• _Written request_
Pick out every line in the records that contains the word "dark" and copy each of those lines in full.

-*-*-

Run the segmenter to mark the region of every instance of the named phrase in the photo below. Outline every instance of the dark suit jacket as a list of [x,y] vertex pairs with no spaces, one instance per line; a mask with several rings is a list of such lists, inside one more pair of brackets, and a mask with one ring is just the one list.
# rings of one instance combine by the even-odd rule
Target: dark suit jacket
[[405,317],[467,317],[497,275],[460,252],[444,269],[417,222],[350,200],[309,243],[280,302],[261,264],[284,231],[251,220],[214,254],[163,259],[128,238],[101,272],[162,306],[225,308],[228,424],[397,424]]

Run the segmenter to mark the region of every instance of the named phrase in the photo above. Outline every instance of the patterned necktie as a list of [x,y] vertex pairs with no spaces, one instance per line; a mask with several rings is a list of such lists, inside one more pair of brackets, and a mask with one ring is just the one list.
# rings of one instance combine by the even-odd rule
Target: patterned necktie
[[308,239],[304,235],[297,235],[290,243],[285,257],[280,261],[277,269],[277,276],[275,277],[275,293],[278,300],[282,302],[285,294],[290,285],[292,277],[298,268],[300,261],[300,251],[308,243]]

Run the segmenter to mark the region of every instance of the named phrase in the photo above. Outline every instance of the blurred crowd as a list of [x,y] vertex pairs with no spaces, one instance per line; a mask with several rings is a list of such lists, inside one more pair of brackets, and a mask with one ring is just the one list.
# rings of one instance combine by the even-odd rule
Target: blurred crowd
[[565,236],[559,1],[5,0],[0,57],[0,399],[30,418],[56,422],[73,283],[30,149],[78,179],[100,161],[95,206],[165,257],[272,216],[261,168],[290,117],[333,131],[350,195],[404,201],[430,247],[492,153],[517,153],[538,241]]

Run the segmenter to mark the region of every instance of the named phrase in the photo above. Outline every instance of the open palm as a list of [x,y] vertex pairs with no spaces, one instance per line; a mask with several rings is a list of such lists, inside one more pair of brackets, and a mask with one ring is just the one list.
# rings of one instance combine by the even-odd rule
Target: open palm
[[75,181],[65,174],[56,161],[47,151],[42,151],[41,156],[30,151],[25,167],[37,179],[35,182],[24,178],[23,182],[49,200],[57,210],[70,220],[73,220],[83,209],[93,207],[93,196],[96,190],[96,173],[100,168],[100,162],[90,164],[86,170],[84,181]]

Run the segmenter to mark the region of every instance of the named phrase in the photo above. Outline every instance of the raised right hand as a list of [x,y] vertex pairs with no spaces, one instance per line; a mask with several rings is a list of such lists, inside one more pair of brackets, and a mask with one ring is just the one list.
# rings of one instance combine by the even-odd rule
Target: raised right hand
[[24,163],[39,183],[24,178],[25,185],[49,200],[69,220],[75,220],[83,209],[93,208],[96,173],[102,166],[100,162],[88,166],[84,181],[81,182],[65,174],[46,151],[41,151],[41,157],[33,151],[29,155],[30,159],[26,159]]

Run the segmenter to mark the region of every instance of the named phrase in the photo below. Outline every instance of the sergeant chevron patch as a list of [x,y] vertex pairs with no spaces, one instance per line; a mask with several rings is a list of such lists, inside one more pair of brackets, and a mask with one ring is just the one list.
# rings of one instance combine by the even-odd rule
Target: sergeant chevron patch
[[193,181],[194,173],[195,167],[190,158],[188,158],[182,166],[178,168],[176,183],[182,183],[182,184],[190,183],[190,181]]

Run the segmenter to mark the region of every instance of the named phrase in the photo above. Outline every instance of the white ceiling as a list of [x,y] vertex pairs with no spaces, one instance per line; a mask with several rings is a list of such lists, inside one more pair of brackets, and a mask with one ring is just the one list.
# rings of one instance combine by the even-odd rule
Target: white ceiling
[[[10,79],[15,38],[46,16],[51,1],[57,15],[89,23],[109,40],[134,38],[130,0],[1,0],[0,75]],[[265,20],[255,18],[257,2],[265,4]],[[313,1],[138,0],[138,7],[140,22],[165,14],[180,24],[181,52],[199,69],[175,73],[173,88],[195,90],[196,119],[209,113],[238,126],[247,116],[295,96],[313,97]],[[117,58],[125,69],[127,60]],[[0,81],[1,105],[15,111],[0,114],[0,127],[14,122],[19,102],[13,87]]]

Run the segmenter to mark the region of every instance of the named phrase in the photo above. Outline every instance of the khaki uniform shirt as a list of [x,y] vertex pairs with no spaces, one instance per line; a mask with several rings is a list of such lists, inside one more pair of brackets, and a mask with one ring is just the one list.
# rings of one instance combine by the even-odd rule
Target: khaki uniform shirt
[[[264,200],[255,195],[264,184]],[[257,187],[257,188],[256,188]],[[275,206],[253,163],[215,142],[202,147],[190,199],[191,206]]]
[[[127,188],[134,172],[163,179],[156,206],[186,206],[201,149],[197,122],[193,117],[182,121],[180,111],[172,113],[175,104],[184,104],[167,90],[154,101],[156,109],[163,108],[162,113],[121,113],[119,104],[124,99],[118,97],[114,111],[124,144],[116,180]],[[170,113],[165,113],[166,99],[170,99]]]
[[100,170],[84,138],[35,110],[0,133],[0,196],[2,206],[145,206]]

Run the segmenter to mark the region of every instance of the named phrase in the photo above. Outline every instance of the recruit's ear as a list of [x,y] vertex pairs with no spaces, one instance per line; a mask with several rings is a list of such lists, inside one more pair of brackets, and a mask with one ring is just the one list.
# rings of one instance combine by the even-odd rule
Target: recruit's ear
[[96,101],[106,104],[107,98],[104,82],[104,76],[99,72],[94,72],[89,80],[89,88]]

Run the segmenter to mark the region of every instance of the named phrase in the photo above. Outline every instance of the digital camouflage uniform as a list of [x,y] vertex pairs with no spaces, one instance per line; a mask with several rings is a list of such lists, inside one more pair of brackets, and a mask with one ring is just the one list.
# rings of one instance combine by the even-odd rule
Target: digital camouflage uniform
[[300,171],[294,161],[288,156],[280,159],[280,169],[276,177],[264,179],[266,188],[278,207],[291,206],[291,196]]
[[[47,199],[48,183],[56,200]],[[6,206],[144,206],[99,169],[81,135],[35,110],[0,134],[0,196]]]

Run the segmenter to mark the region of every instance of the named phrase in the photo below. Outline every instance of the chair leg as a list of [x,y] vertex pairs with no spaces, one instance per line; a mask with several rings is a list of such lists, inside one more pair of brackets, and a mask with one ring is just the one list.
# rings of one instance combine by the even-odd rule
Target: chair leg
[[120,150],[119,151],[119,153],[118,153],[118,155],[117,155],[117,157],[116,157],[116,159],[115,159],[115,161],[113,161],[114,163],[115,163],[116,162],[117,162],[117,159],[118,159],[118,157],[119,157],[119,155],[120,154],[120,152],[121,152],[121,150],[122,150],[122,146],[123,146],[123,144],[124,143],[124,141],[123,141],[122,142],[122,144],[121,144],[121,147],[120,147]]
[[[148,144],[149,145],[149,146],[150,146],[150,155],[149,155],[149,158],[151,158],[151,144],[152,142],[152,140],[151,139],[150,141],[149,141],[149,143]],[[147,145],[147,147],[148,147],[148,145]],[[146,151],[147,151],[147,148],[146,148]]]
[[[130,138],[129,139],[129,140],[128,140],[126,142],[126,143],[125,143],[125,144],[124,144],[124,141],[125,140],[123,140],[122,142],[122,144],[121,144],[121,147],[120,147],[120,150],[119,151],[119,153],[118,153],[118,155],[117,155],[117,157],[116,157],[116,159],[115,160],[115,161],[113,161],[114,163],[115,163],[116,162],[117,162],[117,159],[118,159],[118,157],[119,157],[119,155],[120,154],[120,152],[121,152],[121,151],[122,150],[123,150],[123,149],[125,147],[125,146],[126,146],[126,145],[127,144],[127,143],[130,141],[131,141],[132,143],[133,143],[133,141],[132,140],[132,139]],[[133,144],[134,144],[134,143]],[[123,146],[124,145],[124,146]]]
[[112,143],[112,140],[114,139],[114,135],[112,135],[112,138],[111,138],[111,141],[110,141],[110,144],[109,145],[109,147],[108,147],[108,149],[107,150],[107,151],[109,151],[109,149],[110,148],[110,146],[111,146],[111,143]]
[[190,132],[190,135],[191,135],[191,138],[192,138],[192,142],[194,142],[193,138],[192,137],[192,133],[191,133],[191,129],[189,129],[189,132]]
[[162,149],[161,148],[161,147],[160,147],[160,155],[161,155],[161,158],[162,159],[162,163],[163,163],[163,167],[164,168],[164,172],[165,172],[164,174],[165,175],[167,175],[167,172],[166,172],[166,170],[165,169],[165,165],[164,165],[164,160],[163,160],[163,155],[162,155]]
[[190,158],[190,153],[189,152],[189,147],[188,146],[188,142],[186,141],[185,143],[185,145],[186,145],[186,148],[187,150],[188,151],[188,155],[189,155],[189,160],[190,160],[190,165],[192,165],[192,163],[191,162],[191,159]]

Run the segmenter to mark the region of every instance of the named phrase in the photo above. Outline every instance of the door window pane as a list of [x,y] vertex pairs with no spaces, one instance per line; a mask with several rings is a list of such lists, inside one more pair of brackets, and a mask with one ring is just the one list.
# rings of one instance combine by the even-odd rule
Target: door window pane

-*-*-

• _Output_
Run the segmenter to mark the region of every instance of the named phrase in the photo below. Outline every instance of the dark suit jacket as a list of [x,y] vertex pairs with no spaces, one instance per line; a mask with several rings is a list of such lists, inside one more pair of brackets, and a mask with one ring is just the one list.
Target: dark suit jacket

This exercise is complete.